- **YOUR GOAL**
Extend the description of the bicycle trailer-coupling assembly from where it stops.

The use of trailers with two-wheel vehicles has increasingly become popular among cyclists who have discovered that trailers provide ways of increasing the utility and capacity of their two-wheel vehicles. Trailers have been developed to carry various uses and to carry various loads, such as children, shopping, and hauling laundry and other loads.
Historically, trailer-coupling assemblies that secure a trailer to a two-wheel vehicle permit limited rotation of the trailer relative to the two-wheel vehicle. Accordingly, such trailer-couplings are typically suited for securing a trailer over even terrain surfaces, and ill-suited for rough terrain which may cause the trailer to abruptly roll, pitch, and yaw. Abrupt changes in terrain may cause the trailer-coupling to reach its rotational limits, and in doing so, transfer rotational forces from the trailer to the two-wheel vehicle. Depending on the extent of the change in terrain, the rotational forces may be of sufficient magnitude to cause a loss of control of the two-wheel vehicle.
In view of the aforementioned shortcomings of known bicycle trailer hitches, there is a need for a trailer-coupling assembly that can facilitate a two-wheel vehicle towing a trailer over various grades of terrain, including rough surface terrain, without risking a transference of rotational forces that may lead to a loss of control of the two-wheel vehicle.
The detailed description is set forth with reference to the accompanying figures. In the figures, the left-most digit(s) of a reference number identifies the figure in which the reference number first appears. The use of the same reference numbers in different figures indicates similar or identical items or features.
This disclosure describes a trailer-coupling assembly that is designed to secure an all-terrain trailer to a two-wheel vehicle. The trailer-coupling assembly may be configured to permit a two-wheel vehicle to tow an all-terrain trailer (hereinafter “trailer”) over rough surface terrain without having the trailer transfer overturning (i.e. rotational) forces to the two-wheel vehicle that may cause the two-wheel vehicle to lose control. More specifically, the trailer-coupling assembly may relieve pitch, yaw, and roll forces imposed on the trailer by changes in underlying surface terrain, before those forces are cast onto the towing two-wheel vehicle. The trailer-coupling assembly may be configured to accommodate travel over various grades of terrain surface by providing for pitch, yaw, and roll rotations at relative angles up to and greater than 90 degrees. In this way, a two-wheel vehicle may tow the trailer over terrain that may cause the trailer to overturn and yet relieve a transfer of rotational forces from the trailer to the two-wheel vehicle. For example, the trailer-coupling assembly may permit pitch and yaw rotations in a clockwise direction and anti-clockwise direction relative to a baseline alignment, by up to 90 degrees, 135 degrees, or 160 degrees. Any angular rotation is permissible subject only to the geometric limits of the respective lug joints that are discussed in more detail below. Further, the trailer-coupling assembly may permit a roll rotation in a clockwise direction and anti-clockwise direction relative to a baseline alignment, by up to 360 degrees.
In the illustrated example, the trailer-coupling assembly may be comprised of three joints, positioned in sequence to make up the trailer-coupling assembly. Each joint is configured to permit rotation about one axis of three cardinal axes. In combination, all three joints may permit rotation of the trailer-coupling assembly about each of the three cardinal axes.

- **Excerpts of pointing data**
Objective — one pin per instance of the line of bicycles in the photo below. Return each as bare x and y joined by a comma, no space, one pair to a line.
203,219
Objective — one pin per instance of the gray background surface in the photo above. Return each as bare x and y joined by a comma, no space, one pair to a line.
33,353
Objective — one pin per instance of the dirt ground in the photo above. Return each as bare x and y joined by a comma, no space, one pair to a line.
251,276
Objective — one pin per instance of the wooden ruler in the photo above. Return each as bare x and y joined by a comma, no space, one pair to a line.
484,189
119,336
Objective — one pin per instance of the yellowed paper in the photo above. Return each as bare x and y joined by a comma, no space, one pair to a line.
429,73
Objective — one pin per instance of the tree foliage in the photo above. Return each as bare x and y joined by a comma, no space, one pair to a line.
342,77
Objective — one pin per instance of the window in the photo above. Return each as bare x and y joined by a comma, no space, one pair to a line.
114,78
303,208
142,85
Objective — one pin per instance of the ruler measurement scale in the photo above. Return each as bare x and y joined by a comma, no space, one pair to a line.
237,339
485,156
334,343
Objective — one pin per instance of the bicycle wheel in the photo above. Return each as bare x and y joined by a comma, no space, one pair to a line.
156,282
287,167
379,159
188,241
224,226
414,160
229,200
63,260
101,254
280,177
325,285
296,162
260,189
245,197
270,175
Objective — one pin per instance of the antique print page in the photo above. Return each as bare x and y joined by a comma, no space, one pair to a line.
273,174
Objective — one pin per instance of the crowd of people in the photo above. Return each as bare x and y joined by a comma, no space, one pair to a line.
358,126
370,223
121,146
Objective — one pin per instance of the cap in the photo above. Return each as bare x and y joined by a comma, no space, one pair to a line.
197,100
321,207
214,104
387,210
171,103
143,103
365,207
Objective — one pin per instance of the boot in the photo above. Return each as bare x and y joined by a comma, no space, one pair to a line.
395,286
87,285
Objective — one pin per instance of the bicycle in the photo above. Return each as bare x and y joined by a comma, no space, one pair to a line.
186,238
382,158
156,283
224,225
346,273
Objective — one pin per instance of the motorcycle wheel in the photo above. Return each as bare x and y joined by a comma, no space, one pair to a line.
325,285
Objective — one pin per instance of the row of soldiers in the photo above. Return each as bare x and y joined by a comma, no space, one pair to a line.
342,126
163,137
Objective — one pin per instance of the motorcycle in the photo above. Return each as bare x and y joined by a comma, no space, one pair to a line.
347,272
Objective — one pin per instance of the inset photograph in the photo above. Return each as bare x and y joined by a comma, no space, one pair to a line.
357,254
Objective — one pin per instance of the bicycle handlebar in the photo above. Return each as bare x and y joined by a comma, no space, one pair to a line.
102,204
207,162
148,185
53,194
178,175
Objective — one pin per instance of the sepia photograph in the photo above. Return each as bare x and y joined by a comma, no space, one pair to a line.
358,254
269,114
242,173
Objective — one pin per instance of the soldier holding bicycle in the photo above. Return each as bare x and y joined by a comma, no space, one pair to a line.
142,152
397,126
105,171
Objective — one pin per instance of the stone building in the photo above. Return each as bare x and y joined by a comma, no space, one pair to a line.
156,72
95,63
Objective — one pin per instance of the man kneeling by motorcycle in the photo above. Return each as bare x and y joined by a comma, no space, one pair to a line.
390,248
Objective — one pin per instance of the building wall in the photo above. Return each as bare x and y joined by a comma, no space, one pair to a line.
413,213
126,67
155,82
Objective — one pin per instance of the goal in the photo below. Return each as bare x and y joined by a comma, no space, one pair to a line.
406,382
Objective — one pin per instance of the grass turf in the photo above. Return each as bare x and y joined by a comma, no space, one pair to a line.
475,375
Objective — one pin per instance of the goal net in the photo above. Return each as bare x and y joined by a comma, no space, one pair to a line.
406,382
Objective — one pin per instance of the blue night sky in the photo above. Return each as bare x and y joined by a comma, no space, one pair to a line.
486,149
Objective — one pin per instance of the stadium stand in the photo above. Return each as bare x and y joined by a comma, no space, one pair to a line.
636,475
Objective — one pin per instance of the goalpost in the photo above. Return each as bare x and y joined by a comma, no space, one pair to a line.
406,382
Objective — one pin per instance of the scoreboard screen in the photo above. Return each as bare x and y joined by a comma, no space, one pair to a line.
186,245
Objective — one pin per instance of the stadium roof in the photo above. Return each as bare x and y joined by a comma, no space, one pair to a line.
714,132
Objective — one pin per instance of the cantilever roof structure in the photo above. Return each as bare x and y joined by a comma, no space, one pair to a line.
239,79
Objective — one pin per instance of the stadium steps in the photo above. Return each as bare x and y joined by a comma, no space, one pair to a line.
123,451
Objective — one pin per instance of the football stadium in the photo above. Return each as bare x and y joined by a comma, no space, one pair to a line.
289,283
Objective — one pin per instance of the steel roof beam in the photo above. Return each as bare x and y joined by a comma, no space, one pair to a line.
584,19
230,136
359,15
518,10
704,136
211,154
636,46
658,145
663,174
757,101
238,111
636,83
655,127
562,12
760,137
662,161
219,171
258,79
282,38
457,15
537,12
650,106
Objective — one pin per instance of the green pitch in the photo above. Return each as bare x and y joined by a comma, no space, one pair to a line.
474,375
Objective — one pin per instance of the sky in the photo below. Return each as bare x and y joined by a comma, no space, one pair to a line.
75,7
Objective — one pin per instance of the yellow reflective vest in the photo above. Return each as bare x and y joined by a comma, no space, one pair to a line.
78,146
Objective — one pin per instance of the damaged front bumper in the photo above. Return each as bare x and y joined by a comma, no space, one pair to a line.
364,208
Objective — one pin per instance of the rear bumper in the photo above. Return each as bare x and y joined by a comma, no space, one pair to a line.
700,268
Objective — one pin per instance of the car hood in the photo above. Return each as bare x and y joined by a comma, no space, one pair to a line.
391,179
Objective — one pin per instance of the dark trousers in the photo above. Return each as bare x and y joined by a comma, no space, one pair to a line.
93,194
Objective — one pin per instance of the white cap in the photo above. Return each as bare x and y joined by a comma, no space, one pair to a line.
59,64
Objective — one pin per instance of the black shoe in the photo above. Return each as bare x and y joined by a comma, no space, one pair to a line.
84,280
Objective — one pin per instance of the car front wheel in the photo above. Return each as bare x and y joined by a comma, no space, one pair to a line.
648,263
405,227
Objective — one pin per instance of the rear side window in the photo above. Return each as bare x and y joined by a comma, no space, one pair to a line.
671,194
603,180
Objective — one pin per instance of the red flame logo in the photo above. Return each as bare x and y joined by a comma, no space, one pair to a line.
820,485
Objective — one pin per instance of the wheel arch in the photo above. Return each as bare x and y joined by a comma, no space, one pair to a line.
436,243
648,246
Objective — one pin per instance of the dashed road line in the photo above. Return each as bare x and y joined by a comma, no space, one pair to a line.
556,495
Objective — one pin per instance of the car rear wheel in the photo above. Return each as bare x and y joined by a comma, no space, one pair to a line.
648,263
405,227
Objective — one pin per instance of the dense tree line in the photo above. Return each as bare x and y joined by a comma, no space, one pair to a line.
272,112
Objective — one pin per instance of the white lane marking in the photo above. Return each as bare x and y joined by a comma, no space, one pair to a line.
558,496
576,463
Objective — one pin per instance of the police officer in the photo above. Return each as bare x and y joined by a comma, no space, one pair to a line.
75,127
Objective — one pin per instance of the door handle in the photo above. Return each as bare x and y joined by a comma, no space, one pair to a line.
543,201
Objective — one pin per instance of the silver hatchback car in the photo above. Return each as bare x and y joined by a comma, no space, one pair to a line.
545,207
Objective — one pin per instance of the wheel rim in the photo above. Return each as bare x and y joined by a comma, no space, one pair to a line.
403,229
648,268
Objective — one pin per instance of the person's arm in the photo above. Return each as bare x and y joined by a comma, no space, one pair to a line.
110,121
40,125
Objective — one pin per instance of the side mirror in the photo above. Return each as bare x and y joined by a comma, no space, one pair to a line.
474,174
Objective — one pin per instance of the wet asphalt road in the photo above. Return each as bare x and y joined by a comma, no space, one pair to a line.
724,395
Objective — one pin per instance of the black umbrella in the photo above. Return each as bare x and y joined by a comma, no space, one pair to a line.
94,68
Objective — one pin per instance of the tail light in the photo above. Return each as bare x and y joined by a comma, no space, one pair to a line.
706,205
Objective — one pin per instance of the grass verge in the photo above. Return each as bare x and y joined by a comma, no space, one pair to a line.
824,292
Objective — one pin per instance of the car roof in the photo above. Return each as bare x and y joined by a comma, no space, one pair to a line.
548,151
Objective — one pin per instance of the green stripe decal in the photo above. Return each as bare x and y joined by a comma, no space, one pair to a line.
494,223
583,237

- **RESULT**
By way of example, consider a two-wheel vehicle navigating rough terrain with a trailer in tow. The trailer-coupling assembly may be used to attach the trailer to the two-wheel vehicle. As the two-wheel vehicle and trailer navigate the rough terrain, the rough terrain may cause the trailer to roll, pitch, and yaw, to various degrees dependent on surface roughness, and relative to the direction of movement. In this example, a rigid hitch coupling between the two-wheel vehicle and the trailer may lead to a transfer of the roll, pitch, and yaw forces from the trailer to the two-wheel vehicle that may cause the two-wheel vehicle to lose control, and in some cases, overturn. To mitigate the risk of the two-wheel vehicle losing control, or overturning, the trailer-coupling assembly is configured to permit simultaneous rotations about all three cardinal axes to be relieved by a combination of three joints. Each joint is configured to rotate in a clockwise and anti-clockwise direction. In combination, all three joints may accommodate pitch, yaw, and roll rotations that exceed at least 90 degrees in each clockwise and anti-clockwise direction (i.e. a 180-degree end-to-end rotation about each axis). In fact, the trailer-coupling assembly may relieve rotational loading associated with the trailer completely overturning (i.e. rolling 180 degrees in a clockwise or anti-clockwise direction).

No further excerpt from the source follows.